- WHAT TO WORK ON -
After finding the line with "# mark the region of every instance of the conical" in the data below, set down exactly each line through the one with "trousers --coords pixels", inclusive, and stop there.
------------------------
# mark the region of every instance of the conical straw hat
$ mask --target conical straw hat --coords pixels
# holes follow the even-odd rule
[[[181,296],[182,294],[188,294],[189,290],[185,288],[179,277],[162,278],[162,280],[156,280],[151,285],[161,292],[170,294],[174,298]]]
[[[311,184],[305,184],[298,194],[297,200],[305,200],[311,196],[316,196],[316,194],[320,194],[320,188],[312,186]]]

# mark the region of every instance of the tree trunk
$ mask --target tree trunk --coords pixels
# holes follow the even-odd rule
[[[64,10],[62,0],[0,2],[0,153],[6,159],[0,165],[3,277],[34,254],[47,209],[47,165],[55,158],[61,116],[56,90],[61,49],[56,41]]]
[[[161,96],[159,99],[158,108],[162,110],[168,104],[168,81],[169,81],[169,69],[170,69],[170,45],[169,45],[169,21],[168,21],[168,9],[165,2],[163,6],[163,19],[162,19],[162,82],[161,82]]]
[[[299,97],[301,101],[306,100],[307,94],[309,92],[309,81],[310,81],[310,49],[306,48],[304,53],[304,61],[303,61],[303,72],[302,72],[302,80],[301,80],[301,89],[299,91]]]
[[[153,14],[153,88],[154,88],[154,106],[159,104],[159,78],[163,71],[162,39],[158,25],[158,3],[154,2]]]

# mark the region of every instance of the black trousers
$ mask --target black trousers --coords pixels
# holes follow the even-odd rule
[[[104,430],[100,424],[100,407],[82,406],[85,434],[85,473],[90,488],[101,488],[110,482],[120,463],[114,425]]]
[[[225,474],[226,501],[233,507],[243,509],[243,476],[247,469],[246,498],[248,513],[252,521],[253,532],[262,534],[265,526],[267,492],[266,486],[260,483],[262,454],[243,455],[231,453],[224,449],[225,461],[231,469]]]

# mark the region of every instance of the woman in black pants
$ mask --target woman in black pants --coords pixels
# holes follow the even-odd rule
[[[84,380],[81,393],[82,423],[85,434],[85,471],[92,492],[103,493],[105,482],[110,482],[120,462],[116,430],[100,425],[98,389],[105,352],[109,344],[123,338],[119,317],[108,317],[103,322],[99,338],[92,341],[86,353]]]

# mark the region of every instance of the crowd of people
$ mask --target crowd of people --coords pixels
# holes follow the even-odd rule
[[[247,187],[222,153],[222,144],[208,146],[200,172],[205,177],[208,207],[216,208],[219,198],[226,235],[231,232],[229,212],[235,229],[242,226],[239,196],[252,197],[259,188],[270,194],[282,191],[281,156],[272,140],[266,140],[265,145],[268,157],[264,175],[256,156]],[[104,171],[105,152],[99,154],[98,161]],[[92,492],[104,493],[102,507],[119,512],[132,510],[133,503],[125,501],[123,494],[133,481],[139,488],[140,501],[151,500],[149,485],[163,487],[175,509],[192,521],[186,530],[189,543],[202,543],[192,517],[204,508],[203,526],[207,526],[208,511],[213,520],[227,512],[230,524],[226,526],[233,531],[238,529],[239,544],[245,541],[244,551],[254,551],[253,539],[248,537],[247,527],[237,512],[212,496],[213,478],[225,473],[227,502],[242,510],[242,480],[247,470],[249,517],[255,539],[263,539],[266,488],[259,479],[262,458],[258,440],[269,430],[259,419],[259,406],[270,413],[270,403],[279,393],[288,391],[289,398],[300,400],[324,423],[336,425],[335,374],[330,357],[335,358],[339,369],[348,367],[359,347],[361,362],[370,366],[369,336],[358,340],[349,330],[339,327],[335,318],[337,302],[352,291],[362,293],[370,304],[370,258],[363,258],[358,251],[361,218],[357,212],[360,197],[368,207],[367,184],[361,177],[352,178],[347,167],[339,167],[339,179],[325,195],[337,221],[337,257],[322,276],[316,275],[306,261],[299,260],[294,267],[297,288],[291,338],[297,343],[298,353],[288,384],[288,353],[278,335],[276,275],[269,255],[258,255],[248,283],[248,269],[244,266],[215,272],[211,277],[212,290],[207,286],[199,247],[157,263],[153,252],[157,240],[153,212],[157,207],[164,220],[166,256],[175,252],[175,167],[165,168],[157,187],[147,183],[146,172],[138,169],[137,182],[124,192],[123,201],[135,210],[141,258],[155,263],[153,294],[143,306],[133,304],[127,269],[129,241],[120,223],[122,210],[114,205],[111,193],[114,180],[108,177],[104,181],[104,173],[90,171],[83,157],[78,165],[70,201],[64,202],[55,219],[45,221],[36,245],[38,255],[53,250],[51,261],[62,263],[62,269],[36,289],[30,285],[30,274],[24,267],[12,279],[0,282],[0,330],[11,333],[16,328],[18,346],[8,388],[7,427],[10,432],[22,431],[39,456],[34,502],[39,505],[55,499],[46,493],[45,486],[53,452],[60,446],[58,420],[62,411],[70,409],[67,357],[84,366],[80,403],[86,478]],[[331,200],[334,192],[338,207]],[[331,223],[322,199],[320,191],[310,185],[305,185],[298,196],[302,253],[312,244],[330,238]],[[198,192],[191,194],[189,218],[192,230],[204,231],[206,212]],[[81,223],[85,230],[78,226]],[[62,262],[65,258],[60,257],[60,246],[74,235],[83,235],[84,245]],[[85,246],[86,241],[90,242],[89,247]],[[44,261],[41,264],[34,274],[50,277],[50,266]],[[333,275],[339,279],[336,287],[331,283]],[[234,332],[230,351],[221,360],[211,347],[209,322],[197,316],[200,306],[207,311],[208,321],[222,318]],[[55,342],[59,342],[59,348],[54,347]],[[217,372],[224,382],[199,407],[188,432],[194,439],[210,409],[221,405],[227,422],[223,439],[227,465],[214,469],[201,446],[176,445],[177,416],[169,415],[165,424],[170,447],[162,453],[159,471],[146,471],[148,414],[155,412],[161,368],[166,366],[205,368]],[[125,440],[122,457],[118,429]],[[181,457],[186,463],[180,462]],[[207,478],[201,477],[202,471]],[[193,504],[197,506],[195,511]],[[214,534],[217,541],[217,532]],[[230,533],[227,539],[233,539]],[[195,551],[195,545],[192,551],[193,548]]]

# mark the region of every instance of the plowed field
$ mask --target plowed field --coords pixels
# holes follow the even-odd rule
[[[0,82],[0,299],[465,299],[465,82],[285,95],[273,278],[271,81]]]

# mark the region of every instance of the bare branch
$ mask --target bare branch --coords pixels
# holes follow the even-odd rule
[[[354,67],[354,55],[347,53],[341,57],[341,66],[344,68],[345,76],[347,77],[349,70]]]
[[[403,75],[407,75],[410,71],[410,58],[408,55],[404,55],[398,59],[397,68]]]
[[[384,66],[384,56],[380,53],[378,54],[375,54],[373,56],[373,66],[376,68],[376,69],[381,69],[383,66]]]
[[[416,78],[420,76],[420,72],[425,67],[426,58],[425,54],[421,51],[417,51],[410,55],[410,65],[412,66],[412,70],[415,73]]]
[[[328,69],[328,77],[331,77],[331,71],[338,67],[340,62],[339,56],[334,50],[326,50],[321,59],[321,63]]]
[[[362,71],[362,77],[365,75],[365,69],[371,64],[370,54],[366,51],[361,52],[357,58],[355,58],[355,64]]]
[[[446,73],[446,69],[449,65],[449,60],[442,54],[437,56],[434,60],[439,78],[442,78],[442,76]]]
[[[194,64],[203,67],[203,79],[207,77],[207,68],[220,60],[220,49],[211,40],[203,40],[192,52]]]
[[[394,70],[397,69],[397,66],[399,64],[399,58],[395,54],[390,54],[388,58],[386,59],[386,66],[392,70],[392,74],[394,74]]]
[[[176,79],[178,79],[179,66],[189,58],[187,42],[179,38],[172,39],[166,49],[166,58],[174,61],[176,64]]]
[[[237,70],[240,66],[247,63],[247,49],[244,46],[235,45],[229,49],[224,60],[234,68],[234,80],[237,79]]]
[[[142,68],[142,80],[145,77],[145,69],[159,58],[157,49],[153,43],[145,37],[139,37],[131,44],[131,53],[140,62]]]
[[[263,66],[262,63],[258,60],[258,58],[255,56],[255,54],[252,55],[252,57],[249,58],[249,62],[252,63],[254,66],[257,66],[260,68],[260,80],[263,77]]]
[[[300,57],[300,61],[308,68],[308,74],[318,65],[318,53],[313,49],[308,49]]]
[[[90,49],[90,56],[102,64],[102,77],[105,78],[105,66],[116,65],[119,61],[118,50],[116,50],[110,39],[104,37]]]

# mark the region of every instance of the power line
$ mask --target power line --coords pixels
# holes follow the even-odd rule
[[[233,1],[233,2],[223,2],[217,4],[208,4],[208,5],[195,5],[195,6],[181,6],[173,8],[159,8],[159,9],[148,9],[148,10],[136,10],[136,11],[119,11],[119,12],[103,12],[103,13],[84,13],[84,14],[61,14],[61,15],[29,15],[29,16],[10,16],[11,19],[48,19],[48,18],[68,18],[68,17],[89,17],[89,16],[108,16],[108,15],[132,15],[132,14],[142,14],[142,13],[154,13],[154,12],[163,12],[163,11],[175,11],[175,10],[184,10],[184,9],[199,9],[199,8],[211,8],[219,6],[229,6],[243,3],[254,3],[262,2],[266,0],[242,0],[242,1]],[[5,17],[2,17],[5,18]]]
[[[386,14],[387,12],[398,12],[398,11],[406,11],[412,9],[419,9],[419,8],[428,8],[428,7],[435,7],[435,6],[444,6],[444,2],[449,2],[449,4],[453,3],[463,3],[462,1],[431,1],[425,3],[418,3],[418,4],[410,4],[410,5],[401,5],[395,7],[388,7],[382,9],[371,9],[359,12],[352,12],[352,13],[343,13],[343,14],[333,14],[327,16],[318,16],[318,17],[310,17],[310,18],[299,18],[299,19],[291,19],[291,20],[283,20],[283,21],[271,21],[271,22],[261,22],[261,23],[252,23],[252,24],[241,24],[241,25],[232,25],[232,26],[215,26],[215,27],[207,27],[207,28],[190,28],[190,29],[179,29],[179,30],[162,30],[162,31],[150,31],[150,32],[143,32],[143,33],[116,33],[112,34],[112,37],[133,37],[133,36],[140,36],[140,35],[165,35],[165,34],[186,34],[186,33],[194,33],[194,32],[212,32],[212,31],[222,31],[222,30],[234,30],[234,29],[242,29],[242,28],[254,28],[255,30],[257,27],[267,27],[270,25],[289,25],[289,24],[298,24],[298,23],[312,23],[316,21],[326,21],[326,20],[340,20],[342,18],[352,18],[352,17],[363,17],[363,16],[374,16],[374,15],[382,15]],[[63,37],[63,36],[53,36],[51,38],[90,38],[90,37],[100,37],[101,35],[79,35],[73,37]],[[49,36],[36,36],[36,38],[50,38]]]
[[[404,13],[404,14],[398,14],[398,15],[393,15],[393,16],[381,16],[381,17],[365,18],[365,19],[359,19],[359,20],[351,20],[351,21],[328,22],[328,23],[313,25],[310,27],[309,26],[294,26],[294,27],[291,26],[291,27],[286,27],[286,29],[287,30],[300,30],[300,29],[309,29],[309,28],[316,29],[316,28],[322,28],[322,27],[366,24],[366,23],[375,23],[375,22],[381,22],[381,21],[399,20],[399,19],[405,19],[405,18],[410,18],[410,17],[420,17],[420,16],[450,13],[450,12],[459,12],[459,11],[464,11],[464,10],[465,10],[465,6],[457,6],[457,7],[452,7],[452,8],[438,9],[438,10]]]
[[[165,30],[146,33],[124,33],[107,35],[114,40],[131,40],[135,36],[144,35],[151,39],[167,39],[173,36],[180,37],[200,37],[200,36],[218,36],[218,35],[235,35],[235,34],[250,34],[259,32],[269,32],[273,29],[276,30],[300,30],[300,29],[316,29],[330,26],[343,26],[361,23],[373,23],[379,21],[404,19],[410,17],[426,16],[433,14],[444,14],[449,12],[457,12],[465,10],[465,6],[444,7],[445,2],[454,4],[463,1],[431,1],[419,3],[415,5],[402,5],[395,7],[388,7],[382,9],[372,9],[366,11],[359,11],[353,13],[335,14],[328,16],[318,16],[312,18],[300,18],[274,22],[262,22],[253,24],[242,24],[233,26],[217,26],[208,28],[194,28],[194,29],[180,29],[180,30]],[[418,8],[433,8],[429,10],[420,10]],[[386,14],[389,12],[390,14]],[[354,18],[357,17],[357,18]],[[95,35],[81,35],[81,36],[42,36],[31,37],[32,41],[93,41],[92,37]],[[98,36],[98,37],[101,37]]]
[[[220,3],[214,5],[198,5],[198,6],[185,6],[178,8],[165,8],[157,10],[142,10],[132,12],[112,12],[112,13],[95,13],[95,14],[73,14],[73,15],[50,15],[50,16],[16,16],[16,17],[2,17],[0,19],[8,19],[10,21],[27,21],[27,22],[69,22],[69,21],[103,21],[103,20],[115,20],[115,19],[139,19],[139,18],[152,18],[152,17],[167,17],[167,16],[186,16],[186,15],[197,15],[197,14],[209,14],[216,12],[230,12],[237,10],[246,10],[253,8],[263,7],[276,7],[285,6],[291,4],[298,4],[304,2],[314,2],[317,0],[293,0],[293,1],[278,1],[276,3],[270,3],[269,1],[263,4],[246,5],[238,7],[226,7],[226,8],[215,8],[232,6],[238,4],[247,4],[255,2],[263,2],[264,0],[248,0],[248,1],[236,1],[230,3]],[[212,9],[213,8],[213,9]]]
------------------------
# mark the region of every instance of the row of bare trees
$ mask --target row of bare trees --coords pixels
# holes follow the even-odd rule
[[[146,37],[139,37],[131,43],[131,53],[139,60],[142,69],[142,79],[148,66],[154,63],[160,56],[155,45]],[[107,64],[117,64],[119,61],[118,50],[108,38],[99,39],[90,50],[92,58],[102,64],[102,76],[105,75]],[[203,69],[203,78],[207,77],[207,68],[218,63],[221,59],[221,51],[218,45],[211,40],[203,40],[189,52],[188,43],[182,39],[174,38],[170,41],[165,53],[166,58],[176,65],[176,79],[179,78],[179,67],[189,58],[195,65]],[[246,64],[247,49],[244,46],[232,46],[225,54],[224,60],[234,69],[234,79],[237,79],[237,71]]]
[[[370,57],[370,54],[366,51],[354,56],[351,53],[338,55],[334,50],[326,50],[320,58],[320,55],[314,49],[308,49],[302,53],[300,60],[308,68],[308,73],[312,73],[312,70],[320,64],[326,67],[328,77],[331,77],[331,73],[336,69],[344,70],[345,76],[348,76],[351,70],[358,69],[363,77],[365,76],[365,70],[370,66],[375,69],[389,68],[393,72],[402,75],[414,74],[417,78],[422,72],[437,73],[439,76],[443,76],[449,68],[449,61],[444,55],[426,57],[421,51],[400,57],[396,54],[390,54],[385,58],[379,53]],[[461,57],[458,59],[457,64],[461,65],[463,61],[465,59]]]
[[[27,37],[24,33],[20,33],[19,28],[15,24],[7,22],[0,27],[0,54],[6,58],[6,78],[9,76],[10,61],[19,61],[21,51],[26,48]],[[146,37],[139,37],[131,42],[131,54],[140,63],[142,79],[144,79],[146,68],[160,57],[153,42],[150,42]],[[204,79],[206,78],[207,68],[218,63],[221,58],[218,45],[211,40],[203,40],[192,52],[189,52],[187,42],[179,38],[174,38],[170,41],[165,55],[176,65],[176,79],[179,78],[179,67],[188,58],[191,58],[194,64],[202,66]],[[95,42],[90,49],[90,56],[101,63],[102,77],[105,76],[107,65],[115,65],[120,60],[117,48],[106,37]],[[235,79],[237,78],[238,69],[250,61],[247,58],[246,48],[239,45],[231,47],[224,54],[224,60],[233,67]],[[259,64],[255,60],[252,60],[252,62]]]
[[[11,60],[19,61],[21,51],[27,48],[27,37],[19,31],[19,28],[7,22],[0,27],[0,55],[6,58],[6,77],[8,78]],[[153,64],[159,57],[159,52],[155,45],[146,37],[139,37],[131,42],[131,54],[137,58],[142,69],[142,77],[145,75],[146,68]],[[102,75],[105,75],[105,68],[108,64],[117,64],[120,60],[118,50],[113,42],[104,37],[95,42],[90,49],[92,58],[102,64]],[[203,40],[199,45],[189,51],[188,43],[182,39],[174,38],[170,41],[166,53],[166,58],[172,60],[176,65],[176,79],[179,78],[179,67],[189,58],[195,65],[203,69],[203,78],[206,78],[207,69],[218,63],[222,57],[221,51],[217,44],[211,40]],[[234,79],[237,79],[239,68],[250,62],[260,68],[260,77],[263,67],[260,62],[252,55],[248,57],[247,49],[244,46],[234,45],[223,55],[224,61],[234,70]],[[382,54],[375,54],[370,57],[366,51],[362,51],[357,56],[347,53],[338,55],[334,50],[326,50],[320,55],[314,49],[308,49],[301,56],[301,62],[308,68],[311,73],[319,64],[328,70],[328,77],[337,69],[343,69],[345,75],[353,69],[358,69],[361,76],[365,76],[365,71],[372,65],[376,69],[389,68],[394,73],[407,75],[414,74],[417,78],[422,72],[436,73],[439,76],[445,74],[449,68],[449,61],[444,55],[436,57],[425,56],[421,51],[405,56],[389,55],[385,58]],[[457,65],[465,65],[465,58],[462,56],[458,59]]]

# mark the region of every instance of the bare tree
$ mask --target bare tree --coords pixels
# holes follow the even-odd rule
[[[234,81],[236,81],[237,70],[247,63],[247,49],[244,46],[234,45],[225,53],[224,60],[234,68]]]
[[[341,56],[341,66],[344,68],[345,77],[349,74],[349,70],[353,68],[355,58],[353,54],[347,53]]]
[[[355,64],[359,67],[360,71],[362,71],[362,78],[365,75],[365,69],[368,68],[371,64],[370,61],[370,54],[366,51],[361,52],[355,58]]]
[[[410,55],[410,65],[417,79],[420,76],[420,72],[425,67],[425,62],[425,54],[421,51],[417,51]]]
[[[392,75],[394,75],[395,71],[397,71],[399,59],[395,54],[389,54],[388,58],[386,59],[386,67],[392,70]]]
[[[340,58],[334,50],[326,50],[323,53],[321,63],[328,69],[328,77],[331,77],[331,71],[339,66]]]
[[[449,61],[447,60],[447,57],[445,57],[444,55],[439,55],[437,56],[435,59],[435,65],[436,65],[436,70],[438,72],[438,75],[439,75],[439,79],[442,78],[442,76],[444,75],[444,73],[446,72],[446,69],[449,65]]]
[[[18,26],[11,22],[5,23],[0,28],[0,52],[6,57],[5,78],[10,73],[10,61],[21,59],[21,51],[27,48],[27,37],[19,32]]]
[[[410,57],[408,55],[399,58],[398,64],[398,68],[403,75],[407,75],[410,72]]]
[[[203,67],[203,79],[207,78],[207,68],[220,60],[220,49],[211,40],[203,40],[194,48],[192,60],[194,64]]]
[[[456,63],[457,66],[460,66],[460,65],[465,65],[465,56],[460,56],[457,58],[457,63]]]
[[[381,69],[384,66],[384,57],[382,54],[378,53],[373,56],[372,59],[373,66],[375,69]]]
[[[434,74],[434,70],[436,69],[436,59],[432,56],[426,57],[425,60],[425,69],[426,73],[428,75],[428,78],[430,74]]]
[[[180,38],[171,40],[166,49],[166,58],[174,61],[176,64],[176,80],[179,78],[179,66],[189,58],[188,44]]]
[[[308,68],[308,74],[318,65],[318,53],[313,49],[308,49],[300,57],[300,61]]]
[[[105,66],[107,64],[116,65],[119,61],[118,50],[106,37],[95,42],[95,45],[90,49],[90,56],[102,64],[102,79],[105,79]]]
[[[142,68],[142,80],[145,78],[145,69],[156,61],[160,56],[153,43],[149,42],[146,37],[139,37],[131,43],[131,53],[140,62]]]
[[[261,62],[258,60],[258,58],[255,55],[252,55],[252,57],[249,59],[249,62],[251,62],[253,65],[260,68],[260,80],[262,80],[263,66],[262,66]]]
------------------------
- TASK SOLUTION -
# mark the region of every instance of the conical straw hat
$ mask --target conical straw hat --coords pixels
# holes follow the even-odd rule
[[[181,296],[182,294],[188,294],[189,290],[185,288],[179,277],[162,278],[162,280],[156,280],[151,285],[161,292],[170,294],[174,298]]]
[[[311,184],[305,184],[298,194],[297,200],[305,200],[311,196],[316,196],[316,194],[320,194],[320,188],[312,186]]]

# mark the region of every instance of the tree trunk
$ mask --target tree trunk --coords pixels
# holes follow the even-odd rule
[[[64,10],[62,0],[0,2],[0,153],[6,159],[0,165],[3,277],[34,254],[47,209],[47,165],[55,158],[61,116],[56,90],[61,49],[56,41]]]
[[[161,96],[159,99],[158,108],[162,110],[168,104],[168,81],[169,81],[169,69],[170,69],[170,45],[169,45],[169,21],[168,21],[168,9],[165,2],[163,6],[163,19],[162,19],[162,82],[161,82]]]
[[[299,97],[301,101],[306,100],[307,94],[309,92],[309,81],[310,81],[310,49],[306,48],[304,53],[304,61],[303,61],[303,72],[302,72],[302,80],[301,80],[301,89],[299,91]]]
[[[153,14],[153,88],[154,88],[154,106],[159,104],[159,78],[163,71],[162,39],[158,25],[158,3],[154,2]]]

# mark the region of every instance of the black trousers
$ mask --target black trousers --coords pixels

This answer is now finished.